[Excerpts from point annotation data]
+++

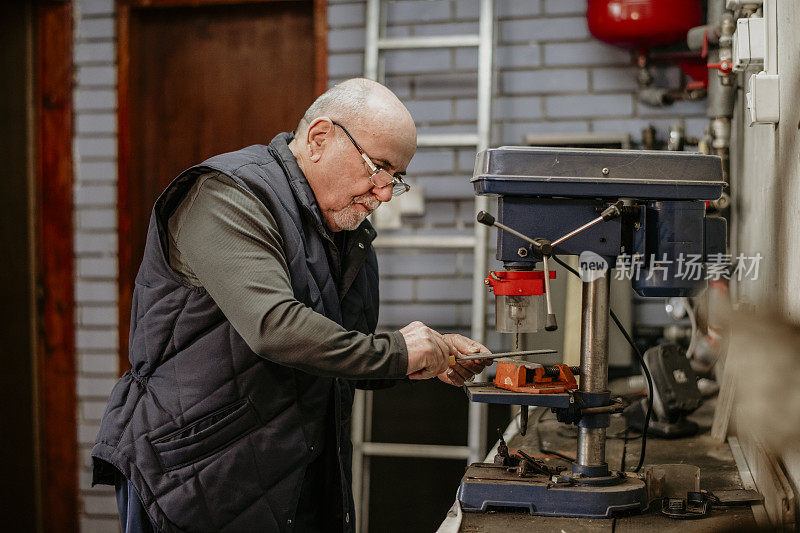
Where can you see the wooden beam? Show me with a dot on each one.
(55, 276)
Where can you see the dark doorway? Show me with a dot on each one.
(37, 384)
(200, 80)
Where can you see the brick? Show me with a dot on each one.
(96, 291)
(416, 264)
(346, 40)
(431, 161)
(409, 61)
(524, 56)
(100, 52)
(517, 8)
(345, 65)
(92, 123)
(97, 171)
(446, 187)
(98, 316)
(416, 10)
(468, 9)
(87, 195)
(610, 79)
(447, 289)
(430, 110)
(99, 363)
(545, 81)
(397, 290)
(92, 147)
(446, 85)
(433, 315)
(514, 133)
(450, 28)
(346, 15)
(522, 107)
(89, 99)
(97, 219)
(95, 387)
(589, 105)
(95, 243)
(577, 7)
(589, 53)
(543, 29)
(96, 339)
(96, 28)
(100, 505)
(97, 75)
(466, 59)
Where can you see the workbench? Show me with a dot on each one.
(718, 471)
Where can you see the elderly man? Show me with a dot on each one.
(253, 321)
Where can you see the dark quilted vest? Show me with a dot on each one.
(212, 436)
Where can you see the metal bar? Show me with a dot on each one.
(371, 44)
(594, 365)
(576, 231)
(357, 437)
(392, 449)
(411, 43)
(425, 241)
(478, 413)
(447, 139)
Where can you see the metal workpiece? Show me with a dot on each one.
(591, 447)
(594, 370)
(594, 335)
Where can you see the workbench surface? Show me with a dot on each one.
(718, 471)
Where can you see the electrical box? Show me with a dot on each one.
(749, 44)
(762, 101)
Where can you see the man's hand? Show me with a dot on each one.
(461, 372)
(428, 352)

+++

**TASK REQUIREMENTS**.
Quote all of the records above word for word, leaving out the pictures.

**PROBLEM SOLUTION**.
Where can you see the wooden beam? Show me with a dot on each one.
(55, 276)
Where can you see the dark doorway? Show me with a dot on each one.
(37, 384)
(200, 80)
Where can you see the brick? Show me with a dot on each one.
(96, 291)
(416, 264)
(346, 40)
(431, 161)
(409, 61)
(524, 56)
(100, 52)
(517, 8)
(345, 65)
(92, 123)
(97, 171)
(446, 187)
(98, 316)
(416, 10)
(468, 9)
(87, 195)
(610, 79)
(447, 289)
(430, 110)
(99, 363)
(545, 81)
(397, 290)
(92, 147)
(446, 85)
(433, 315)
(514, 133)
(450, 28)
(346, 15)
(522, 107)
(89, 99)
(97, 219)
(95, 387)
(589, 105)
(95, 243)
(577, 7)
(589, 53)
(543, 29)
(96, 339)
(96, 28)
(100, 505)
(97, 75)
(466, 59)
Where can you see the workbench? Show me with a dot on each one.
(718, 471)
Where can you see the elderly man? Show me with a dot on each one.
(253, 321)
Where can you see the dark quilted vest? Show me with a dot on each one.
(212, 436)
Where can you see the metal bar? Show me with a dot on each one.
(371, 44)
(594, 365)
(576, 231)
(357, 437)
(392, 449)
(411, 43)
(425, 241)
(478, 413)
(447, 139)
Where can you see the metal workpiece? Show me with a dot on each one.
(591, 447)
(594, 370)
(594, 335)
Where can you see the workbench surface? Show me with a dot on each one.
(718, 471)
Where can you see the electrical box? Show me with a dot on each one.
(749, 44)
(762, 101)
Where can you see the man's hand? Show me with a dot on each one.
(461, 372)
(428, 352)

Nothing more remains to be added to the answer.